##### EXERCISE DATA #####

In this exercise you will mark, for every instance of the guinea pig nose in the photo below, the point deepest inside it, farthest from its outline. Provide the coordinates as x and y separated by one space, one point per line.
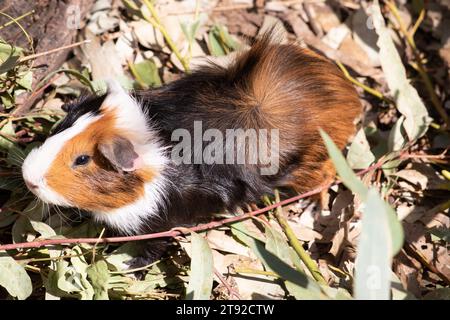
30 185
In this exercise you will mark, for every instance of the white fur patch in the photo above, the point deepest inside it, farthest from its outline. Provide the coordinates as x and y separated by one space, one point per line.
130 117
129 219
38 161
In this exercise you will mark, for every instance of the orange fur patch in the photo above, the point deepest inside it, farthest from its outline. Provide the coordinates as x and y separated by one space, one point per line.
96 186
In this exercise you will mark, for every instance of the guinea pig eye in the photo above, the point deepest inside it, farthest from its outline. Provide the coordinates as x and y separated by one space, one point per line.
82 160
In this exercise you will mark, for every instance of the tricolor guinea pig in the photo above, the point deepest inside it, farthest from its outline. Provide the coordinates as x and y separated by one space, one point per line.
214 140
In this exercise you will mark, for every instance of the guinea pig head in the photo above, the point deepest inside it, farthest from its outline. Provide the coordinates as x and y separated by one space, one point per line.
101 158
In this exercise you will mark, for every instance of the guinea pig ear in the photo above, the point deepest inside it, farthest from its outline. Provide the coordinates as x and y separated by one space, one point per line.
120 152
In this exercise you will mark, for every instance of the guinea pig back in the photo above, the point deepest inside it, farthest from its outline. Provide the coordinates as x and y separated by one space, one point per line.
216 139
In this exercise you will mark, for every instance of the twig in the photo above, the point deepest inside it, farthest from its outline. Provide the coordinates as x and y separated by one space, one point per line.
40 54
231 291
295 243
418 22
94 249
368 89
14 20
420 67
255 271
156 22
166 234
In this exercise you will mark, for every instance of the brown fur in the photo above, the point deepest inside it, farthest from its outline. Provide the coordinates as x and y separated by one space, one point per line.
97 186
298 91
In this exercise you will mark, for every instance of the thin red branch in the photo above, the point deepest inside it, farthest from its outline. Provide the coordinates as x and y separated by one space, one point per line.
179 231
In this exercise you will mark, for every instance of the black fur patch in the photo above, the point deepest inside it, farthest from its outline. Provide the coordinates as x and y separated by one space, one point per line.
86 104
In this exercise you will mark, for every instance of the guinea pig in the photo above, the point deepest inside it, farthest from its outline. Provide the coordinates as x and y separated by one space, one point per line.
216 139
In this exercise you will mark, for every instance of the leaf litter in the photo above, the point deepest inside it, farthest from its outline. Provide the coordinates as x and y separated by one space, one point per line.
252 259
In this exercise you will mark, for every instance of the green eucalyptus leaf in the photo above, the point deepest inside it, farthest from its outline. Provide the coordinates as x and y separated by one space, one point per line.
374 254
359 155
407 99
98 275
14 278
201 277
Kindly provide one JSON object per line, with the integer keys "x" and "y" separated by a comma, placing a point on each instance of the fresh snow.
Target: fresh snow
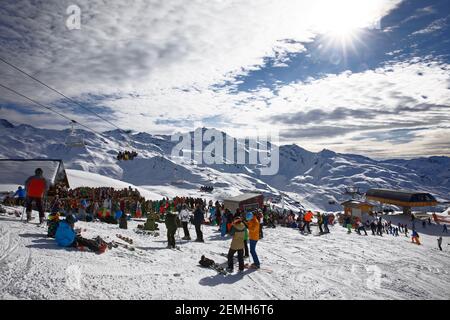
{"x": 332, "y": 266}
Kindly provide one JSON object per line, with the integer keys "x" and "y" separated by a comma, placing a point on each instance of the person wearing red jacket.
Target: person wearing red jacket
{"x": 36, "y": 186}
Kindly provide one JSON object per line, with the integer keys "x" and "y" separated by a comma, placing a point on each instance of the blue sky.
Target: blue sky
{"x": 369, "y": 77}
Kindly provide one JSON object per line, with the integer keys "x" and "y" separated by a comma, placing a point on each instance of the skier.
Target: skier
{"x": 348, "y": 224}
{"x": 379, "y": 227}
{"x": 320, "y": 222}
{"x": 325, "y": 222}
{"x": 237, "y": 244}
{"x": 373, "y": 227}
{"x": 307, "y": 218}
{"x": 36, "y": 186}
{"x": 415, "y": 237}
{"x": 361, "y": 227}
{"x": 253, "y": 228}
{"x": 20, "y": 193}
{"x": 171, "y": 224}
{"x": 440, "y": 243}
{"x": 184, "y": 218}
{"x": 199, "y": 217}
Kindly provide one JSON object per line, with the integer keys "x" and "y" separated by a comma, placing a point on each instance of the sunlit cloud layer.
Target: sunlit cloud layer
{"x": 164, "y": 66}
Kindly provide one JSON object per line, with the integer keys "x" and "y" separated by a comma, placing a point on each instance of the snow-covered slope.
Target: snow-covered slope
{"x": 308, "y": 179}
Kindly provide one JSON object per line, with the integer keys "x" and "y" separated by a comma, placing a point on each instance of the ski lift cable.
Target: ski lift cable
{"x": 58, "y": 92}
{"x": 48, "y": 108}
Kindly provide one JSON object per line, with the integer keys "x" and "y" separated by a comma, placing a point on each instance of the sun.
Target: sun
{"x": 343, "y": 20}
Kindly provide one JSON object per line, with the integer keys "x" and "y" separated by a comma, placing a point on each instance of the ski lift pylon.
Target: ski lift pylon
{"x": 73, "y": 139}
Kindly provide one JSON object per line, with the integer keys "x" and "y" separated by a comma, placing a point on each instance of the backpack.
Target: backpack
{"x": 205, "y": 262}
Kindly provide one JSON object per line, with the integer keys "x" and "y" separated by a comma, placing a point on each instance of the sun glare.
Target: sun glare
{"x": 344, "y": 19}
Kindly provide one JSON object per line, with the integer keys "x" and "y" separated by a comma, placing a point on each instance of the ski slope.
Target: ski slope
{"x": 332, "y": 266}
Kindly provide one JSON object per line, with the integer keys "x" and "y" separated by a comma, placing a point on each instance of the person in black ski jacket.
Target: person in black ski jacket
{"x": 199, "y": 217}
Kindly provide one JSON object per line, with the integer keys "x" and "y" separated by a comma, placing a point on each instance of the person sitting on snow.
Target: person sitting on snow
{"x": 66, "y": 236}
{"x": 237, "y": 244}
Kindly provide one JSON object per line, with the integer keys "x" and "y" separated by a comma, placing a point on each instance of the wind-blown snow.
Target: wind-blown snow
{"x": 305, "y": 179}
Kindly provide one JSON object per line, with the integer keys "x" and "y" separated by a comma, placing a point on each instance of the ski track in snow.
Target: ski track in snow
{"x": 331, "y": 266}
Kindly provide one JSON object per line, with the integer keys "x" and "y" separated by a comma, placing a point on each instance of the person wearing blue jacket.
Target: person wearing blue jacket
{"x": 65, "y": 234}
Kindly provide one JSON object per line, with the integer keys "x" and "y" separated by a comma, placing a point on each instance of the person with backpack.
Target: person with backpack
{"x": 320, "y": 222}
{"x": 171, "y": 224}
{"x": 36, "y": 186}
{"x": 253, "y": 233}
{"x": 184, "y": 218}
{"x": 237, "y": 244}
{"x": 325, "y": 222}
{"x": 360, "y": 227}
{"x": 348, "y": 223}
{"x": 307, "y": 218}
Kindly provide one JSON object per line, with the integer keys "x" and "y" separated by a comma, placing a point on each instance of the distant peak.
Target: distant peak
{"x": 6, "y": 124}
{"x": 327, "y": 153}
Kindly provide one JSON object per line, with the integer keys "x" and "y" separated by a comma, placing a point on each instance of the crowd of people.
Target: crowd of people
{"x": 245, "y": 227}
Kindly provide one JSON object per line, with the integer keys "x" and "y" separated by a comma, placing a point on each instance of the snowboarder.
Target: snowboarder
{"x": 199, "y": 217}
{"x": 320, "y": 222}
{"x": 440, "y": 243}
{"x": 184, "y": 218}
{"x": 171, "y": 224}
{"x": 415, "y": 237}
{"x": 373, "y": 227}
{"x": 361, "y": 227}
{"x": 36, "y": 186}
{"x": 325, "y": 222}
{"x": 307, "y": 218}
{"x": 237, "y": 244}
{"x": 253, "y": 228}
{"x": 379, "y": 227}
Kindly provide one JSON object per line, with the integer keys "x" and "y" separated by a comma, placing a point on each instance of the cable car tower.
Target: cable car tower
{"x": 74, "y": 140}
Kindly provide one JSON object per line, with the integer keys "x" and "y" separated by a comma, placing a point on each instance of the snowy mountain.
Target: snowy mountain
{"x": 305, "y": 179}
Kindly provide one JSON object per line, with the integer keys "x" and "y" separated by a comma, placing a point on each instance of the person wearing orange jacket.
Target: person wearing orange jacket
{"x": 253, "y": 235}
{"x": 36, "y": 186}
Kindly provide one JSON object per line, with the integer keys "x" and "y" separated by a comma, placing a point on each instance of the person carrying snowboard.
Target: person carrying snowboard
{"x": 184, "y": 218}
{"x": 415, "y": 237}
{"x": 440, "y": 243}
{"x": 36, "y": 186}
{"x": 199, "y": 217}
{"x": 253, "y": 233}
{"x": 171, "y": 224}
{"x": 237, "y": 244}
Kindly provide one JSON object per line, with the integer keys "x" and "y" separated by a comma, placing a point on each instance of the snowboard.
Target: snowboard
{"x": 147, "y": 232}
{"x": 126, "y": 239}
{"x": 123, "y": 245}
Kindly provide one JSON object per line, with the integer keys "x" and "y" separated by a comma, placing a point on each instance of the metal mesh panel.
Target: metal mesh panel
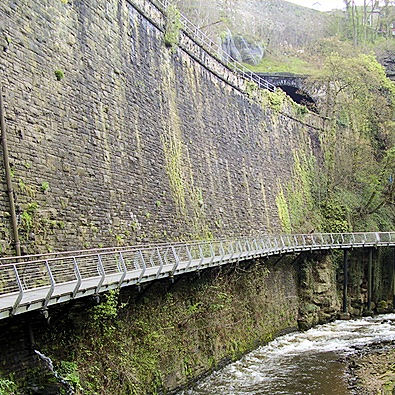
{"x": 8, "y": 283}
{"x": 33, "y": 275}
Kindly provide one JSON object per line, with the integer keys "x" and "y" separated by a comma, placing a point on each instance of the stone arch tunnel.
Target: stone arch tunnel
{"x": 294, "y": 86}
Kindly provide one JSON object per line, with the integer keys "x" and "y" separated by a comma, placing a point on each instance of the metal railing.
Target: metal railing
{"x": 216, "y": 50}
{"x": 40, "y": 282}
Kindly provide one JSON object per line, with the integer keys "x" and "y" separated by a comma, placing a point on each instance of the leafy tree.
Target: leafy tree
{"x": 358, "y": 101}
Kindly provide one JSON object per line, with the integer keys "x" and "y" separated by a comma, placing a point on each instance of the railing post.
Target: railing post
{"x": 52, "y": 288}
{"x": 20, "y": 295}
{"x": 144, "y": 267}
{"x": 189, "y": 256}
{"x": 160, "y": 264}
{"x": 101, "y": 271}
{"x": 177, "y": 260}
{"x": 124, "y": 269}
{"x": 345, "y": 281}
{"x": 370, "y": 274}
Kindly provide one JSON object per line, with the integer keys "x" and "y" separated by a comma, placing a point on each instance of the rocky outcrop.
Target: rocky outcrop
{"x": 387, "y": 59}
{"x": 319, "y": 301}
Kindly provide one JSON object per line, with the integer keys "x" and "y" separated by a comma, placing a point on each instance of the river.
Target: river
{"x": 302, "y": 363}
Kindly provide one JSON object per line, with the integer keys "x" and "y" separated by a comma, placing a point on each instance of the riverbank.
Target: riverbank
{"x": 372, "y": 370}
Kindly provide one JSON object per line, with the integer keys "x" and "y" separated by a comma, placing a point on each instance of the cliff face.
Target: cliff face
{"x": 280, "y": 25}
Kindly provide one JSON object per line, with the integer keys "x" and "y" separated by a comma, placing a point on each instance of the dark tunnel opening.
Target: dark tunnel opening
{"x": 299, "y": 97}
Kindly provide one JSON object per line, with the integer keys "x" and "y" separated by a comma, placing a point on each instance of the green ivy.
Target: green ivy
{"x": 173, "y": 27}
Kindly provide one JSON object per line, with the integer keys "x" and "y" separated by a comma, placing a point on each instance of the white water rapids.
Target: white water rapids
{"x": 302, "y": 363}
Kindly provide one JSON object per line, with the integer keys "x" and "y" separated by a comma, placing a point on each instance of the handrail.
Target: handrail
{"x": 25, "y": 286}
{"x": 216, "y": 50}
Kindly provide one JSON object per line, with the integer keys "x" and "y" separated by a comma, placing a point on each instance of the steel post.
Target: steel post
{"x": 345, "y": 281}
{"x": 370, "y": 279}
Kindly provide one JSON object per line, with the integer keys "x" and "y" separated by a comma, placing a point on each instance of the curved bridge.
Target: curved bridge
{"x": 36, "y": 282}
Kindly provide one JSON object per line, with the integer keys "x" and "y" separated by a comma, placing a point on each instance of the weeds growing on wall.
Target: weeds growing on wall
{"x": 172, "y": 28}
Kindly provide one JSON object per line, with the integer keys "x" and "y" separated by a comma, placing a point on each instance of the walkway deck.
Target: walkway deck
{"x": 36, "y": 282}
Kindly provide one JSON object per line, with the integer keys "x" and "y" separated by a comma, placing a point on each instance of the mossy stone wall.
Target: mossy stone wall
{"x": 117, "y": 139}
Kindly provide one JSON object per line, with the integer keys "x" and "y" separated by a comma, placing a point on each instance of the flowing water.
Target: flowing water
{"x": 49, "y": 364}
{"x": 307, "y": 363}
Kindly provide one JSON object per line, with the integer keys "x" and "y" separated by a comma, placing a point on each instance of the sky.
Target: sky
{"x": 323, "y": 5}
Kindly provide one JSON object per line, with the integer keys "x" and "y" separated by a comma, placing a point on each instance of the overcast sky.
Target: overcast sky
{"x": 323, "y": 5}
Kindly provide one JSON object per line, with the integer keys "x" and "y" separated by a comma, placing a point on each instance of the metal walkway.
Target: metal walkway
{"x": 38, "y": 281}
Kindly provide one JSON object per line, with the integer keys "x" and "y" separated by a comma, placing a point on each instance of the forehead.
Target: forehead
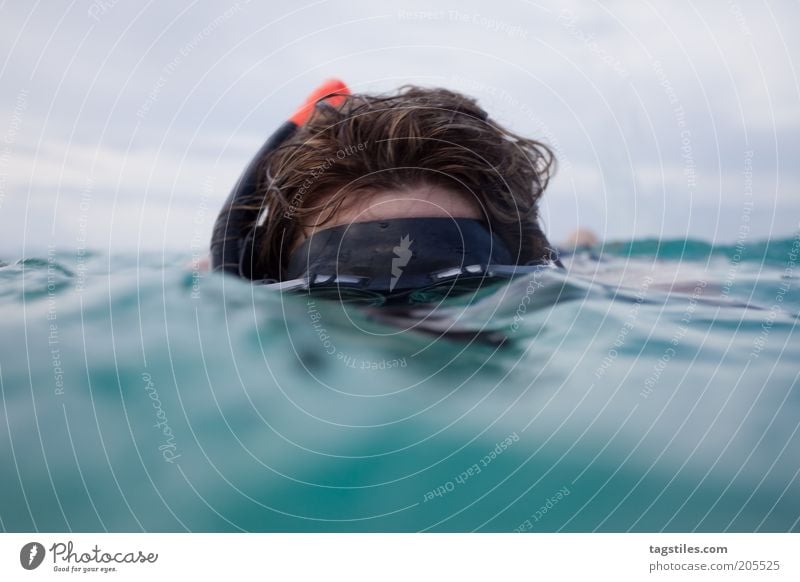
{"x": 426, "y": 201}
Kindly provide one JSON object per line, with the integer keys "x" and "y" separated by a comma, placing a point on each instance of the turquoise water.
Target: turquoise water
{"x": 653, "y": 387}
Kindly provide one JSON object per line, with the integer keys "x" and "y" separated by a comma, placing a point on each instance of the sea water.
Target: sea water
{"x": 650, "y": 387}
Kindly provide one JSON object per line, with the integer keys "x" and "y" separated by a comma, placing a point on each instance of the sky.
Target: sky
{"x": 123, "y": 125}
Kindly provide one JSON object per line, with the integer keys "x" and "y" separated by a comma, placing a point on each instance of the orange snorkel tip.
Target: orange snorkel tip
{"x": 333, "y": 91}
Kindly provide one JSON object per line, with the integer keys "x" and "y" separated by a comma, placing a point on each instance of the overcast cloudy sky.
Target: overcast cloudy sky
{"x": 124, "y": 124}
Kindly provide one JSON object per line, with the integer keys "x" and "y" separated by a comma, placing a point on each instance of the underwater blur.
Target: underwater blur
{"x": 651, "y": 387}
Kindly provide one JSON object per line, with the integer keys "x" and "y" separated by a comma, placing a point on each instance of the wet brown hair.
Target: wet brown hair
{"x": 415, "y": 137}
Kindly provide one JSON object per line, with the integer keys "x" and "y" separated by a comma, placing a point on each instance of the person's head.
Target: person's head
{"x": 417, "y": 153}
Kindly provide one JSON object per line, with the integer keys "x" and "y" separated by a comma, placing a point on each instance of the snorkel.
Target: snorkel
{"x": 233, "y": 229}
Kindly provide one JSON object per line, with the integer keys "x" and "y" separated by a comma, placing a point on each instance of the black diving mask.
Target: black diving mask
{"x": 401, "y": 261}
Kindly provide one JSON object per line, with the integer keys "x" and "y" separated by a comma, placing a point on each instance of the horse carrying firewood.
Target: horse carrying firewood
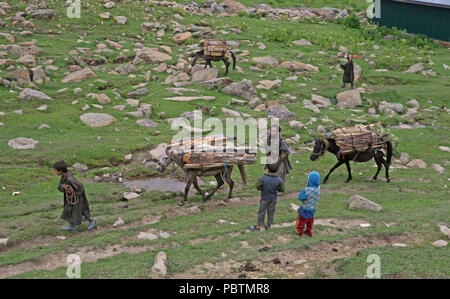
{"x": 359, "y": 144}
{"x": 205, "y": 160}
{"x": 214, "y": 50}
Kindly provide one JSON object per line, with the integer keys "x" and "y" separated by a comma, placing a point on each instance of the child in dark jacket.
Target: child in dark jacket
{"x": 269, "y": 184}
{"x": 309, "y": 197}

#####

Reproduce exactly the stretch of the material above that starts at the line with "the green ivy." and ends at the line with "growing on wall.", both included, and nothing else.

Kindly provide one JSON object per line, with the integer keys "x" and "y" separated by a comma, placing a point on each instance of the green ivy.
Target: green ivy
{"x": 173, "y": 27}
Kindly provide one JSON object per line, with the integer keys "x" and "y" separated by a comma, placing a point on each instance of the white water rapids.
Target: white water rapids
{"x": 302, "y": 363}
Kindly provide one JSON object per line, with the integer keys "x" and "y" separated by a comma, placing a point on each instance of the handrail.
Target: handrail
{"x": 25, "y": 286}
{"x": 216, "y": 50}
Kindly provide one JSON object per line, with the integer keys "x" and "y" separated by a comma, placing a point on each instance of the steel post.
Target: steel post
{"x": 345, "y": 281}
{"x": 370, "y": 279}
Kindly provide one JSON object per line, with the integer keys "x" and "y" separated by a comma, placing a point on each instance of the curved bridge.
Target: curved bridge
{"x": 36, "y": 282}
Kindly provide one JSON object per line, with the integer keys "x" and "y" separated by a comma, placing a point on each instance of the weeds growing on wall.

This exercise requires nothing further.